STATED TASK ▸ Repeat the data below word for word, from the line with "the white bedspread" up to and including the line with "point(9, 260)".
___ WORKING DATA ___
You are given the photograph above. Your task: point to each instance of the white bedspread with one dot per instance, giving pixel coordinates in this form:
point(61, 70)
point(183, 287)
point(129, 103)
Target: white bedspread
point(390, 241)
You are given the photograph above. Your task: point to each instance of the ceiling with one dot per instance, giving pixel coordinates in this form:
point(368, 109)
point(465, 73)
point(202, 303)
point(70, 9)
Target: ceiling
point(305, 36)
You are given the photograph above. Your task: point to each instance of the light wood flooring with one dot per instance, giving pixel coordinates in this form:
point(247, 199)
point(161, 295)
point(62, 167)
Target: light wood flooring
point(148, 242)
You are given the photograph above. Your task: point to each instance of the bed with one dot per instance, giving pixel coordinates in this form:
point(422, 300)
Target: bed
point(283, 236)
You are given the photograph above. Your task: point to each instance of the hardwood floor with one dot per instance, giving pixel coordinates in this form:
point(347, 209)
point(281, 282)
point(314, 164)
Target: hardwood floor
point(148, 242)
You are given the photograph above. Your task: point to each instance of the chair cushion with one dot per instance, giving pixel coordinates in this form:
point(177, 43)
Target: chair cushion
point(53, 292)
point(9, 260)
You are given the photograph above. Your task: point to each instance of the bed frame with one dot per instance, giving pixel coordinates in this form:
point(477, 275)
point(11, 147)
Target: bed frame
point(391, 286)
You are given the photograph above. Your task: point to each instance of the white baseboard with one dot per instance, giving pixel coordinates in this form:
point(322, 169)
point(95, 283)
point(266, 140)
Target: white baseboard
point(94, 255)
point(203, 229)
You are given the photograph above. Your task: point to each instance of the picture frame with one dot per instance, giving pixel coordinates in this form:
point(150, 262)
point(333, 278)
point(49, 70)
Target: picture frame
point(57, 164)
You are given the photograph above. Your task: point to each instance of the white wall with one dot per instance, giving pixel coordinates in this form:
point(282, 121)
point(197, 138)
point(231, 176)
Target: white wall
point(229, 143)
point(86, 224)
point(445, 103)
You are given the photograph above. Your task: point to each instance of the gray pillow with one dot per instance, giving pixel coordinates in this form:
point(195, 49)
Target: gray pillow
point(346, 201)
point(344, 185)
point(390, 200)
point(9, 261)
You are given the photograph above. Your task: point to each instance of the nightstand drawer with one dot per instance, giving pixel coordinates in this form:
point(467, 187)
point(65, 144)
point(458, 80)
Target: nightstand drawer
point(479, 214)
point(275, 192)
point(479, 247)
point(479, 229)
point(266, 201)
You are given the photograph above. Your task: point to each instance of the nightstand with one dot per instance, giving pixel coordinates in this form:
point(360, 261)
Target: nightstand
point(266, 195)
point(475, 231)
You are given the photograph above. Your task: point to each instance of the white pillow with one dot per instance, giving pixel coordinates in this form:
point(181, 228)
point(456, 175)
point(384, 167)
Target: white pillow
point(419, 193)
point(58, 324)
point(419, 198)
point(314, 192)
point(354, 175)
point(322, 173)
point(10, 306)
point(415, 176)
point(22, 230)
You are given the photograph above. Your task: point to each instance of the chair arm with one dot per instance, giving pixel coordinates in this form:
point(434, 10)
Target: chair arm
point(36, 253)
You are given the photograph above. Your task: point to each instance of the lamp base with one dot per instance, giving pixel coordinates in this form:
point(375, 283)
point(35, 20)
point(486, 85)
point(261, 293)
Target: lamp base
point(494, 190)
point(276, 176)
___
___ WORKING DATA ___
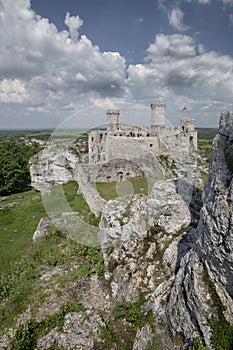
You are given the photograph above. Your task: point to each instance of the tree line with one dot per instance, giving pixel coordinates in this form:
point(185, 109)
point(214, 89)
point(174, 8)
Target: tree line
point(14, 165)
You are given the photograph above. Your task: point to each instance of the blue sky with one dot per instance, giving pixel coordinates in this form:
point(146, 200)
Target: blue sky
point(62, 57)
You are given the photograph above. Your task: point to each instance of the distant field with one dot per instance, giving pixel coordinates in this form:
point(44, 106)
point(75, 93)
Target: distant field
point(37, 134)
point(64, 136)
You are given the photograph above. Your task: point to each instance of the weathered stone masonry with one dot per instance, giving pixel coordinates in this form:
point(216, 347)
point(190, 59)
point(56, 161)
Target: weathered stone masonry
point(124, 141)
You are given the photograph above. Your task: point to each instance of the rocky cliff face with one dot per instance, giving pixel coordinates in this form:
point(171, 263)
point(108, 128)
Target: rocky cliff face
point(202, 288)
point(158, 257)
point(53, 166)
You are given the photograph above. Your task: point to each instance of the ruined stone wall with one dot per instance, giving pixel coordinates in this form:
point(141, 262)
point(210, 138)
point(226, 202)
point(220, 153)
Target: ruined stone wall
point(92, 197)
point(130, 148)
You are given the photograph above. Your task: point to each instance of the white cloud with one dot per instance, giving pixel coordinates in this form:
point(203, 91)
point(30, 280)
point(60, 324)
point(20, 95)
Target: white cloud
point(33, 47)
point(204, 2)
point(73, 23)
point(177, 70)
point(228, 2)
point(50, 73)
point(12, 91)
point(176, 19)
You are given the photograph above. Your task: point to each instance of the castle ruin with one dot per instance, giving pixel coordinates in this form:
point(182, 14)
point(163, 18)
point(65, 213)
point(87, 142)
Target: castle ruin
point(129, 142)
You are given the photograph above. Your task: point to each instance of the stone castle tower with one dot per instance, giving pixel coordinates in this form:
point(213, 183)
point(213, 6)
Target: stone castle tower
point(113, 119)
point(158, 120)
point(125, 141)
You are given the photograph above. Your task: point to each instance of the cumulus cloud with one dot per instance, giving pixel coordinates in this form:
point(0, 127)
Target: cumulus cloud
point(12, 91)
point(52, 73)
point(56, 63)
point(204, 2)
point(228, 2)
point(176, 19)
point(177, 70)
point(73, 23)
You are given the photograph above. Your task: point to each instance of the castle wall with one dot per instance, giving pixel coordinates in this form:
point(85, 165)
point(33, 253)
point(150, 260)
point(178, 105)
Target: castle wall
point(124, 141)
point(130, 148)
___
___ WORKING DATA ___
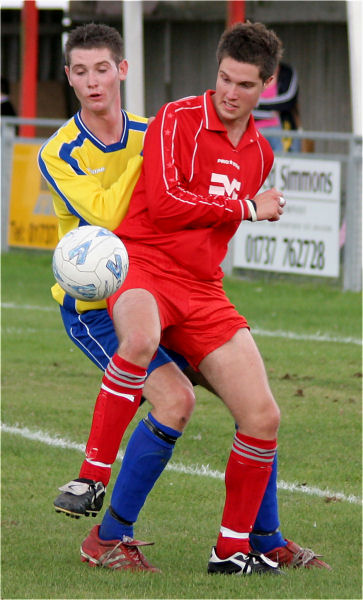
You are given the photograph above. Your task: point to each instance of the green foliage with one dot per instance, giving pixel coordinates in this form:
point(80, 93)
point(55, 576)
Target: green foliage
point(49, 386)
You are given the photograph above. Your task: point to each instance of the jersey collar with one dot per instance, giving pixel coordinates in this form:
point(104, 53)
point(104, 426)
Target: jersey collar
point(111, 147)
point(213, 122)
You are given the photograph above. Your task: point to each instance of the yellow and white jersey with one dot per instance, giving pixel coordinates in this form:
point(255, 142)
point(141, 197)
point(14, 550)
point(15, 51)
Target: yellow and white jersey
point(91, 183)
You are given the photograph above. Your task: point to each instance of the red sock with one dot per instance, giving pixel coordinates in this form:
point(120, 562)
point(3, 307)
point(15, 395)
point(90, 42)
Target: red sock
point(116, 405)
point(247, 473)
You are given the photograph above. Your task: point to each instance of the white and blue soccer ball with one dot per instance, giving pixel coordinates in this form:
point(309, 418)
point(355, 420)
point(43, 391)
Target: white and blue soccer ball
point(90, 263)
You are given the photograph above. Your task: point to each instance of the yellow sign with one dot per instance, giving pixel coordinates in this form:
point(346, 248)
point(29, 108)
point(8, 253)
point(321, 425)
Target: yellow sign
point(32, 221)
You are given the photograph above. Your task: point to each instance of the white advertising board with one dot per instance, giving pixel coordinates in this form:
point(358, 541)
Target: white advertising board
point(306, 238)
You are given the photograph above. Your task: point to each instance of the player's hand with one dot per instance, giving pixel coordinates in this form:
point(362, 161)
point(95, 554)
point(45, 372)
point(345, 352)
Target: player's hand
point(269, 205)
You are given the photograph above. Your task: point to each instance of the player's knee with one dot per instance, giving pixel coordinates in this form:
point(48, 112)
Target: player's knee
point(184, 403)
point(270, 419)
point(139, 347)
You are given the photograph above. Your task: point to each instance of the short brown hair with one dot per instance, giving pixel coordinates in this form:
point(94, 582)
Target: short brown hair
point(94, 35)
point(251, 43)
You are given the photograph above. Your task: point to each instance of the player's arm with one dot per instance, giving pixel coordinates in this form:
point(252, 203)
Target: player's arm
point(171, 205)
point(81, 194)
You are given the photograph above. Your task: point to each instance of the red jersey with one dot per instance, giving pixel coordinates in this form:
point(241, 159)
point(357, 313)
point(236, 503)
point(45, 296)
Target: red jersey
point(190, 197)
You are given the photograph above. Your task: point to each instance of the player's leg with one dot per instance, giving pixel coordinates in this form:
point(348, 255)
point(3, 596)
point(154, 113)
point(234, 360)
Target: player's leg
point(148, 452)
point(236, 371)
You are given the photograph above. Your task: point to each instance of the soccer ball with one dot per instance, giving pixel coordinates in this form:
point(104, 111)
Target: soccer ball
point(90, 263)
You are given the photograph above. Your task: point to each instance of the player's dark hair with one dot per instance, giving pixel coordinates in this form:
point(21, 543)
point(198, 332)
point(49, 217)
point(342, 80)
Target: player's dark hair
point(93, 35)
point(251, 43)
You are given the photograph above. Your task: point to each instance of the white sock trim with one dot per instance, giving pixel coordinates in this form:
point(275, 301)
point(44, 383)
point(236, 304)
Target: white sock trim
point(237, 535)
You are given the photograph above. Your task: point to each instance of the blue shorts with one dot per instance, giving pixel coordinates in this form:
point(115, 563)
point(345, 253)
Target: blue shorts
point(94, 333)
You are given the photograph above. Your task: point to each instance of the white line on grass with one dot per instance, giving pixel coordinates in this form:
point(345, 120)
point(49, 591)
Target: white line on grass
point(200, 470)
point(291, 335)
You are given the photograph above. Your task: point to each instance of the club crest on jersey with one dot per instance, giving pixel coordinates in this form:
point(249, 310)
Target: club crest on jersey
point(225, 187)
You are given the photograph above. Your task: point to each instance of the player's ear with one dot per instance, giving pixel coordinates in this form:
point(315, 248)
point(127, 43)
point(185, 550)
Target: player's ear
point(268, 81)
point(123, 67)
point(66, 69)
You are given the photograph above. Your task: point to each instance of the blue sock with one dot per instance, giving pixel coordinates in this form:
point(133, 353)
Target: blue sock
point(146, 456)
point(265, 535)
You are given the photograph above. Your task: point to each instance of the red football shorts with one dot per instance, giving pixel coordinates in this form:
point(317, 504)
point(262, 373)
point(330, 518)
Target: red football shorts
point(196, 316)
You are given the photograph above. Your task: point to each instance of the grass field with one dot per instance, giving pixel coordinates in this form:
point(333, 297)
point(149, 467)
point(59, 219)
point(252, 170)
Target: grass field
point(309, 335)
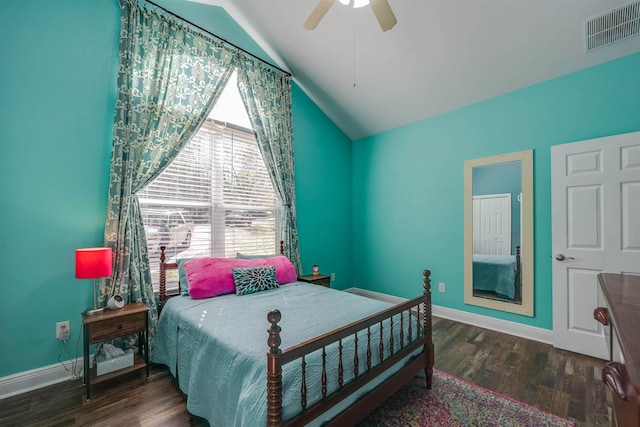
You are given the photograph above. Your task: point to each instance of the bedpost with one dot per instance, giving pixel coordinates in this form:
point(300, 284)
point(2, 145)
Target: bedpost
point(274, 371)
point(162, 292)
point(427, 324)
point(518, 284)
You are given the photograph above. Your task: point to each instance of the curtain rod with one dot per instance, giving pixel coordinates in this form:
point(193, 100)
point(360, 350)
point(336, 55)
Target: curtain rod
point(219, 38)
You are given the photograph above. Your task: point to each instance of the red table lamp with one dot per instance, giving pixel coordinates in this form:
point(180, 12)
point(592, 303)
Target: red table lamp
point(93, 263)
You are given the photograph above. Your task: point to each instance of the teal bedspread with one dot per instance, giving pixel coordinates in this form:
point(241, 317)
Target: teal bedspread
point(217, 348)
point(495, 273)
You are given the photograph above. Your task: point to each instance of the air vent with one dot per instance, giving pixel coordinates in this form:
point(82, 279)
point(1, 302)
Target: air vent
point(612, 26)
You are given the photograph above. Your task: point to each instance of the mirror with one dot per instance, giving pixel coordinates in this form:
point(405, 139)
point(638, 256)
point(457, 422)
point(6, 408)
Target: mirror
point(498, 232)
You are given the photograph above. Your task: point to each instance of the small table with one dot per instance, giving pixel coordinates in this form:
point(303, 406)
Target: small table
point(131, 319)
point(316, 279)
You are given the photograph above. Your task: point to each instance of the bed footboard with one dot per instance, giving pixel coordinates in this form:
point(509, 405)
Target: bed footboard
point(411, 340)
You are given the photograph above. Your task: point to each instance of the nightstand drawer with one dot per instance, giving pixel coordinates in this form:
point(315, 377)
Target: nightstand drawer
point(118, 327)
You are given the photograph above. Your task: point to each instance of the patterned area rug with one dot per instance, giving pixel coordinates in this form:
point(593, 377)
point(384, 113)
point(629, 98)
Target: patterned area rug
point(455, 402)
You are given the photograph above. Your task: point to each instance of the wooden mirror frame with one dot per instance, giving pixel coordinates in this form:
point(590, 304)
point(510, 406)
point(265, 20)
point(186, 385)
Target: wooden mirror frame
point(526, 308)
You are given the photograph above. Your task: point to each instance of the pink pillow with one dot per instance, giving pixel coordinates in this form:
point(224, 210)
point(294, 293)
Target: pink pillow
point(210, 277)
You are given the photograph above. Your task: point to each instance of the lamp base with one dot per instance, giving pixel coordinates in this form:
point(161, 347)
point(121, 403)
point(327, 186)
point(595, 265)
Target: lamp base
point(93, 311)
___
WORKED SOLUTION ▸
You are given the photograph above. Your task: point to each instance of the white bedspread with one dot per instance, giving pixel coordinates in this form:
point(61, 70)
point(183, 287)
point(129, 103)
Target: white bedspread
point(390, 241)
You are given the photograph above. Your task: point to each instance of the ceiling with one dot per instance, giving pixel coordinates in this form:
point(368, 109)
point(465, 73)
point(202, 303)
point(70, 9)
Target: ceiling
point(305, 36)
You are given the photograph above. Your task: point to each instance of the light wood flooring with one dot per instance, giving pixel coordinates in this form:
point(247, 199)
point(161, 295)
point(62, 167)
Target: light wood flooring
point(148, 242)
You are given the photograph above. Your task: point to each instance of the bed with one dot per instance, giving pixel coordinates in this form:
point(422, 300)
Target: bed
point(283, 236)
You are given the photograph above. Your task: point to each instance of the hardwood floor with one dot per instance, giving pixel coordinates in this form:
point(347, 209)
point(281, 282)
point(314, 164)
Target: hardwood floor
point(148, 242)
You are given the photograph above. Your task: point to each instance of the chair cushion with one dot per instance, giving pixel coordinates in this form:
point(177, 43)
Target: chair cushion
point(53, 292)
point(9, 260)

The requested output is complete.